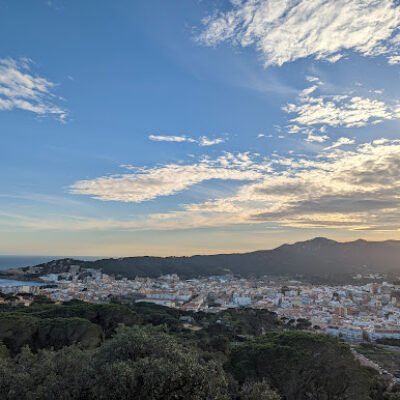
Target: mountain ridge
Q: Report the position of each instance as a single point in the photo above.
(318, 258)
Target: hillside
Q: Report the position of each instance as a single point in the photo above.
(317, 258)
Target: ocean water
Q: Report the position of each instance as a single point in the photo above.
(25, 261)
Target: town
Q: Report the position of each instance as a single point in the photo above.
(354, 313)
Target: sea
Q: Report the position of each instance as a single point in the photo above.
(25, 261)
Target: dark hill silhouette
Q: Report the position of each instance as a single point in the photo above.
(319, 257)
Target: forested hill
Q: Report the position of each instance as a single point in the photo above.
(319, 257)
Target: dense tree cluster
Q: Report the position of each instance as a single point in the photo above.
(86, 351)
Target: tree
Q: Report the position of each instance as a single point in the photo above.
(145, 363)
(258, 391)
(300, 365)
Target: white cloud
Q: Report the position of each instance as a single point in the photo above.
(283, 31)
(145, 184)
(202, 140)
(311, 137)
(394, 60)
(19, 89)
(159, 138)
(349, 189)
(354, 189)
(205, 141)
(340, 142)
(340, 110)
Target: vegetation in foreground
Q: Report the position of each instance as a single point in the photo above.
(111, 351)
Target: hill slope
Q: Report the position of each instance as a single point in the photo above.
(319, 257)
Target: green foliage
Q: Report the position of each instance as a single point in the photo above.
(137, 363)
(17, 330)
(300, 365)
(258, 391)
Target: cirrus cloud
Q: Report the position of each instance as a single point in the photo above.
(202, 140)
(283, 31)
(20, 89)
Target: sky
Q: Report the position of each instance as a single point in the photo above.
(181, 127)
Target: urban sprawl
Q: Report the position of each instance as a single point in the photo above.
(354, 313)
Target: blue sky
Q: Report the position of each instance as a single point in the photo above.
(183, 127)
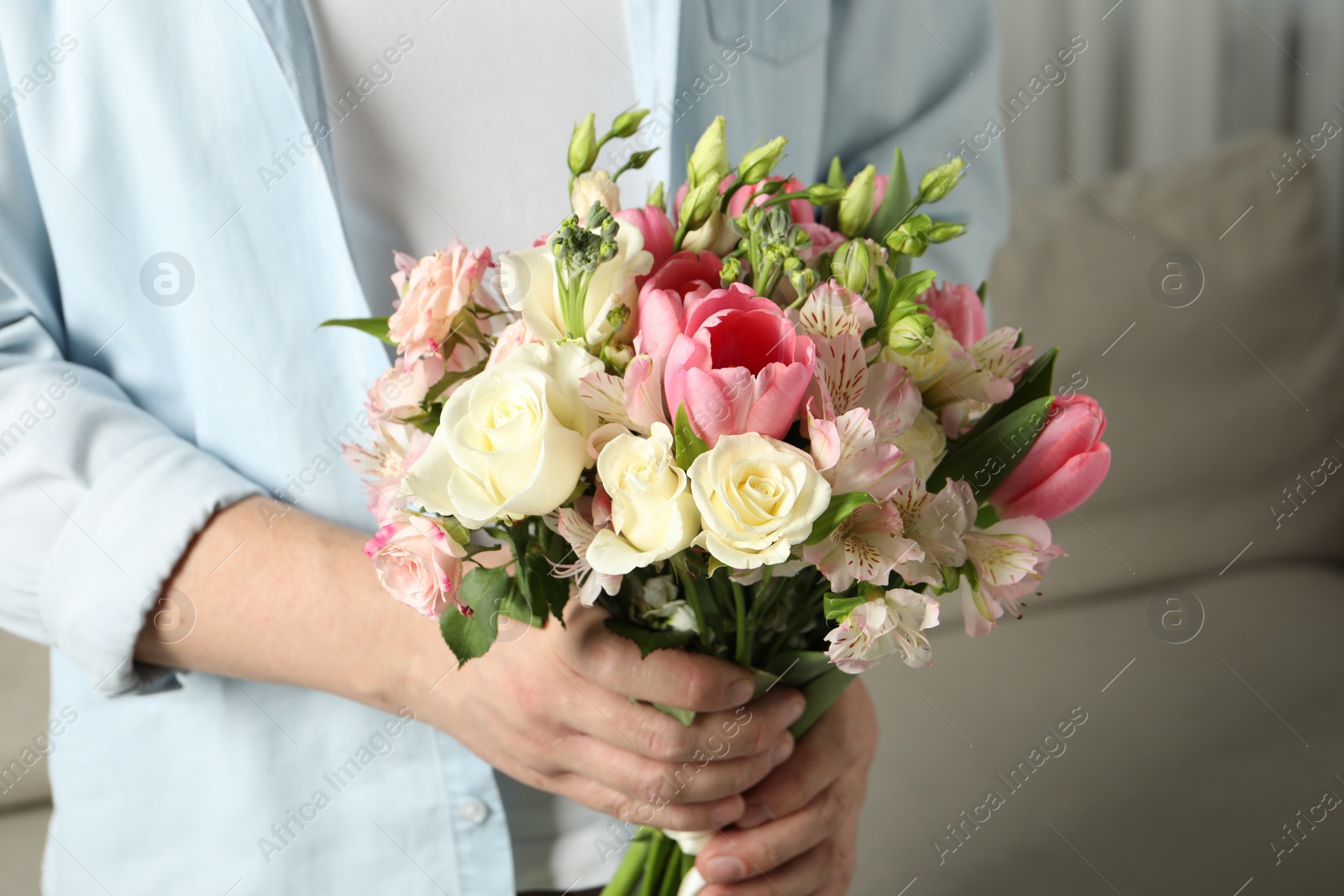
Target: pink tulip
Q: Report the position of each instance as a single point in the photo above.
(879, 190)
(958, 308)
(737, 364)
(656, 228)
(1065, 465)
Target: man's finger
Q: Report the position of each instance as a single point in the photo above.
(823, 755)
(671, 678)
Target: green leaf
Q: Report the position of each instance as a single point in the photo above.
(648, 640)
(687, 445)
(985, 459)
(448, 379)
(842, 506)
(820, 694)
(488, 593)
(685, 716)
(371, 325)
(895, 202)
(837, 606)
(1034, 385)
(987, 517)
(909, 288)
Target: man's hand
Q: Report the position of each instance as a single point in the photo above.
(799, 831)
(553, 711)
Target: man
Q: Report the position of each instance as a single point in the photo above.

..........

### Given instruction
Rewrite all the entries above with every "photo" switched to "image" and nothing else changed. Leave the pictures out.

### Answer to the task
Target: mountain ridge
Q: Report the position of each instance as a single point in the image above.
(318, 258)
Target: hillside
Q: Report the position of each instance as a single point in the image above.
(317, 258)
Target: ocean water
Q: Report the position of each instance as a single point in the image above.
(25, 261)
Target: town
Q: Report the position of each instance as a single point in the image above.
(354, 313)
Target: sea
Q: Report the position of each instance as a single point in the image above.
(25, 261)
Target: dark hill silhouette
Q: Report the position of each instance as a single point in the image above.
(319, 257)
Target: forested hill
Q: Report the position of each instance as a single point in the image above.
(319, 257)
Target: dense tree cluster
Q: Report the position of each instance as a single point in the image above.
(86, 351)
Target: tree
Q: Report the position of each instance as a single point in the image above.
(145, 363)
(258, 391)
(300, 365)
Target: white cloud
Q: Report the position of each instance as a single point in the image above.
(283, 31)
(145, 184)
(202, 140)
(311, 137)
(394, 60)
(19, 89)
(159, 138)
(349, 189)
(354, 189)
(205, 141)
(340, 142)
(340, 110)
Target: vegetation in foreground
Q: Report the position of each instance as a single point in the image above.
(111, 351)
Target: hill slope
Q: Report the position of each instance as a single point in the image above.
(319, 257)
Target: green foliage
Q: Report the position of each instance as a single point in the image above.
(137, 363)
(17, 330)
(300, 365)
(258, 391)
Target: cirrus cloud
Q: Report the position of each instance as a single point in the image above.
(202, 140)
(283, 31)
(20, 89)
Target: sky
Q: Report the position of each instance as a single point in the image above.
(181, 127)
Target: urban sprawl
Q: Report the position of each instance as a single point in the image above.
(354, 313)
Target: blue sky
Q: Report the position of each instance as a single point in the image above.
(183, 127)
Target: pink tulip
Q: Report the position of each instance as a single point in the image above.
(879, 190)
(958, 308)
(737, 364)
(656, 228)
(1065, 465)
Target: man's finger
Q: Report the position of each instance as a single point in the image above.
(823, 755)
(671, 678)
Target: green leaf
Q: Report the position of each instance as a single point in the image above.
(648, 640)
(687, 445)
(985, 459)
(448, 379)
(842, 506)
(820, 694)
(488, 593)
(685, 716)
(371, 325)
(895, 202)
(837, 606)
(1034, 385)
(987, 517)
(909, 288)
Target: man's hand
Q: Report the position of each instance as a single point in the image above.
(799, 831)
(553, 711)
Target: man
Q: Report the position of each instance as a single point in the image above.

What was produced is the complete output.